_TRECHO DO DOCUMENTO_
####################
Ruth Mottram, do Instituto Meteorológico Dinamarquês, afirma que a camada de gelo da Groenlândia parece ter encolhido mais no último mês do que a média de um ano inteiro desde 2002, segundo dados provisórios de satélite. Os governos da Dinamarca e da Groenlândia – território que tem relativa autonomia – montaram um programa de monitoramento climático em 2017 para rastrear os restos de Camp Century, informa a BBC.
Alguns pesquisadores acreditam que a base pode até cair no mar. Pesquisas feitas com radares indicaram, por outro lado, que Camp Century ainda está a 100km da borda (da calota polar) e que "levará muitos, muitos anos antes de chegar a um ponto crítico", segundo a glaciologista dinamarquesa Nanna Karlsson. Mas, como relata a emissora TV2, "as mudanças climáticas colocaram em dúvida este plano" porque o gelo da Groenlândia está derretendo.
O mais recente relatório de Karlsson e seus colegas do Serviço Geológico da Dinamarca e Groenlândia (GEUS) usa dados de radar para detalhar o quanto a base se moveu desde 1959. Os cientistas percorreram a calota de gelo há dois anos, arrastando consigo dispositivos de radar. Karlsson diz que foram localizadas as formas cônicas dos tetos dos túneis a uma profundidade de 50 metros. A expedição também descobriu que a base e suas estimadas 9,2 mil toneladas de sucata e resíduos de óleos, que representam um risco ambiental, além da preocupação gerada pelos resíduos radioativos do reator nuclear, estão afundando.
####################
_DADOS COLETADOS_
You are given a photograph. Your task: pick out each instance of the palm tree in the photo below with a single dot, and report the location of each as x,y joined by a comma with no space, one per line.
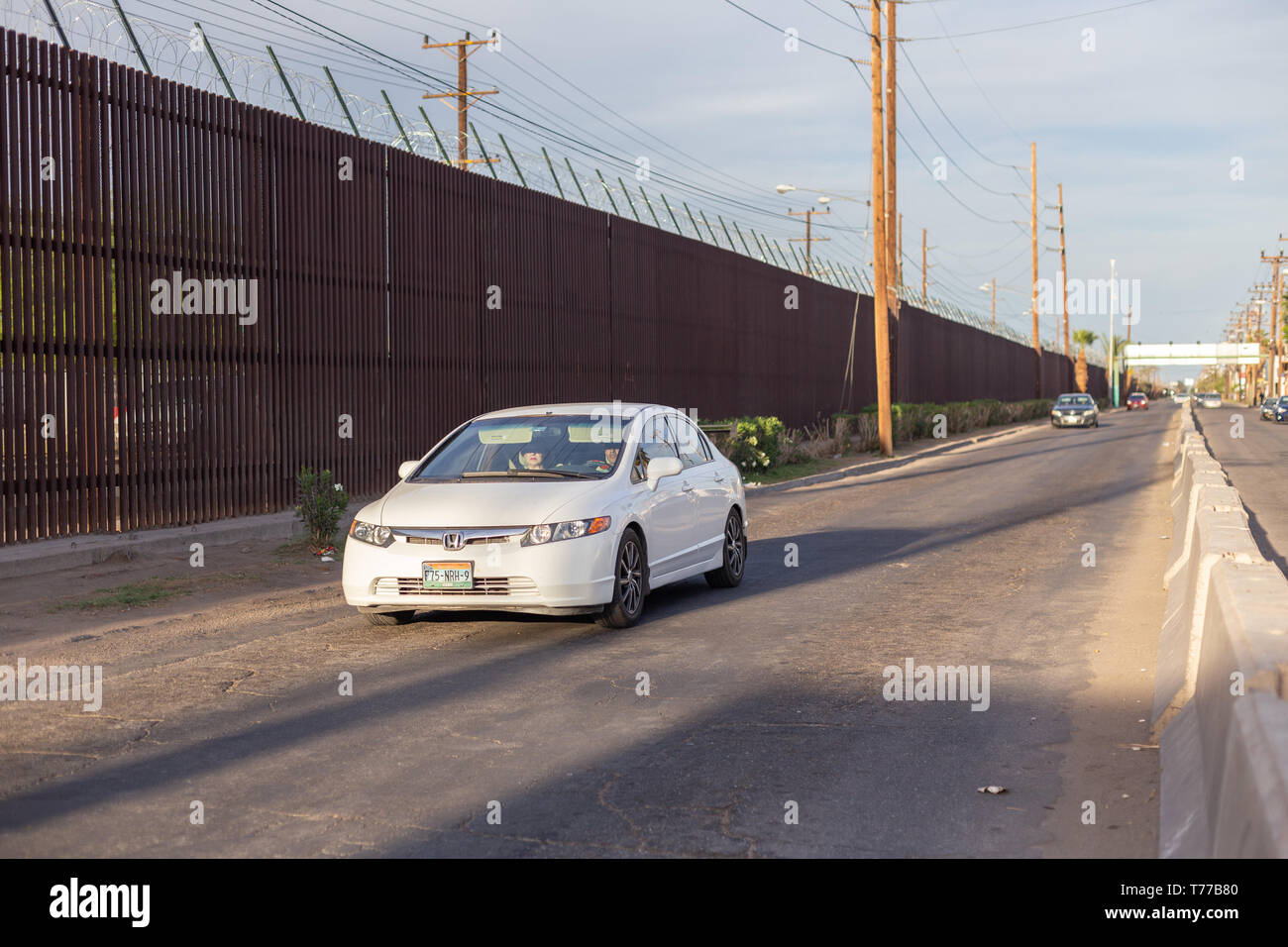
1082,338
####################
_TAREFA PEDIDA_
Dê continuidade ao trecho sobre a base Camp Century e o gelo da Groenlândia, a partir da última frase dele.

_RESPOSTA_
Os cientistas do GEUS dizem que o afundamento da base "pode ter um impacto no tempo que a instalação vai levar para emergir do gelo". E há ainda uma outra incógnita: quem vai limpar a "sujeira". A base foi construída sob um acordo entre Estados Unidos e Dinamarca, sem que o povo da Groenlândia tivesse voz na época.
O acordo "permitiu a Camp Century afundar no gelo com tudo o que continha, incluindo poluentes", reclamou no ano passdado o ministro das Finanças da Groenlândia, Vittus Qujaukitsoq, em declaração ao site de notícias dinamarquês Altinget, A manifestação indica que o governo da ilha espera que a Dinamarca e os EUA estejam prontos para assumir a responsabilidade quando a base emergir.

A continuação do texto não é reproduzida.